▶ _EXERCISE_
Only these lines of the data below are wanted: the one with "Objective: locate each instance of the white mineral", the one with "Objective: locate each instance of the tree", and any lines between them, each repeated exactly.

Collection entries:
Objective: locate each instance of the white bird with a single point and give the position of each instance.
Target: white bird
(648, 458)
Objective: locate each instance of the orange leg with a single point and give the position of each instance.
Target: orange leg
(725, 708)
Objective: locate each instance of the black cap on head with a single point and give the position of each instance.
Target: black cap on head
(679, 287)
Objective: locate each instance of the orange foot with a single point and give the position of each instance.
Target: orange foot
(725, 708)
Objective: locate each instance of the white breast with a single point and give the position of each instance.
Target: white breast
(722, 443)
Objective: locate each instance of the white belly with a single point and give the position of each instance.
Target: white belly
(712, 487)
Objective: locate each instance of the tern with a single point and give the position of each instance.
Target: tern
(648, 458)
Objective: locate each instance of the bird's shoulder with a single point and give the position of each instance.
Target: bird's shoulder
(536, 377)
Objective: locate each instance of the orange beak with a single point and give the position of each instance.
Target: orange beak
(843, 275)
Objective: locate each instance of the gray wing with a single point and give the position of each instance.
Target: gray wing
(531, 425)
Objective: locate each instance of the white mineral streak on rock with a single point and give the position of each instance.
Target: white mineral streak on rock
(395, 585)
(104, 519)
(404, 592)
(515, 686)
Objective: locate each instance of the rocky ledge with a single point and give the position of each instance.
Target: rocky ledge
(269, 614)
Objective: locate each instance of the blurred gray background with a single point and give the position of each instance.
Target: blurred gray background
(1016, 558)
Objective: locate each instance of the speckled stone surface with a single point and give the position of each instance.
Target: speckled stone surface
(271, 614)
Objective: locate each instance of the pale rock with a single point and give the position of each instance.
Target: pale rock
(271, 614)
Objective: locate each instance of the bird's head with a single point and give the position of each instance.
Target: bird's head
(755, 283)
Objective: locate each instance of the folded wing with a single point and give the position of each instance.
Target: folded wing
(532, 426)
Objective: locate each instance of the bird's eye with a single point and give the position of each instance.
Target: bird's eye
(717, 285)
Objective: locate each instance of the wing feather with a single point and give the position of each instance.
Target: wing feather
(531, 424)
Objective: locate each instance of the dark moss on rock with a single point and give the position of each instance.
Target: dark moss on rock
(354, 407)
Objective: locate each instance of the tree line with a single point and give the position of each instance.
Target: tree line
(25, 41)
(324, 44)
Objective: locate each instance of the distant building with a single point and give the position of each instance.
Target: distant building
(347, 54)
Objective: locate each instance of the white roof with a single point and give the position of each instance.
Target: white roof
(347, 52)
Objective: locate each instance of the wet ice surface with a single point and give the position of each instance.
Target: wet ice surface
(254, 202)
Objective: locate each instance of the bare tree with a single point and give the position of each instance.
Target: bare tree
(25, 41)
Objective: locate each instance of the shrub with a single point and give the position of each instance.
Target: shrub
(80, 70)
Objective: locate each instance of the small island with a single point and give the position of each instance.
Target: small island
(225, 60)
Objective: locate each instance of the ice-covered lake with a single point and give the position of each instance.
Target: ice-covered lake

▶ _SOLUTION FOR THIS TASK_
Objective: locate each instance of the white mineral streak on rock with a single point and give the position of each instance.
Target: white mineral streak on rock
(395, 585)
(104, 519)
(404, 592)
(515, 686)
Objective: locate each instance of the rocky ledge with a single point and give the position of each instance.
Target: rocky ledge
(269, 614)
Objective: locate each instance of the blurred gray background with a single point and give the position of each instance.
Target: blurred gray background
(1016, 558)
Objective: locate each instance of the speckled stone surface with a single point and give the position of each instance.
Target: speckled stone surface
(271, 614)
Objective: locate each instance of the pale rock with a single point and give the position of each instance.
Target: pale rock
(271, 614)
Objective: locate each instance of the bird's head with a single point and give the position of each instance.
Target: bird's head
(755, 283)
Objective: locate each instance of the folded wing with a single point and give the position of each instance.
Target: folded wing
(532, 426)
Objective: locate each instance of the bird's eye with a single point and give the position of each instance.
Target: bird's eye
(717, 285)
Objective: locate each instance of the wing feather with a single point and give the position of each instance.
Target: wing feather
(531, 424)
Objective: locate each instance of the dark moss on rock with a single point and give the position of each instance.
Target: dark moss on rock
(354, 407)
Objective: locate each instance of the tree line with a single point and give the position of each instance.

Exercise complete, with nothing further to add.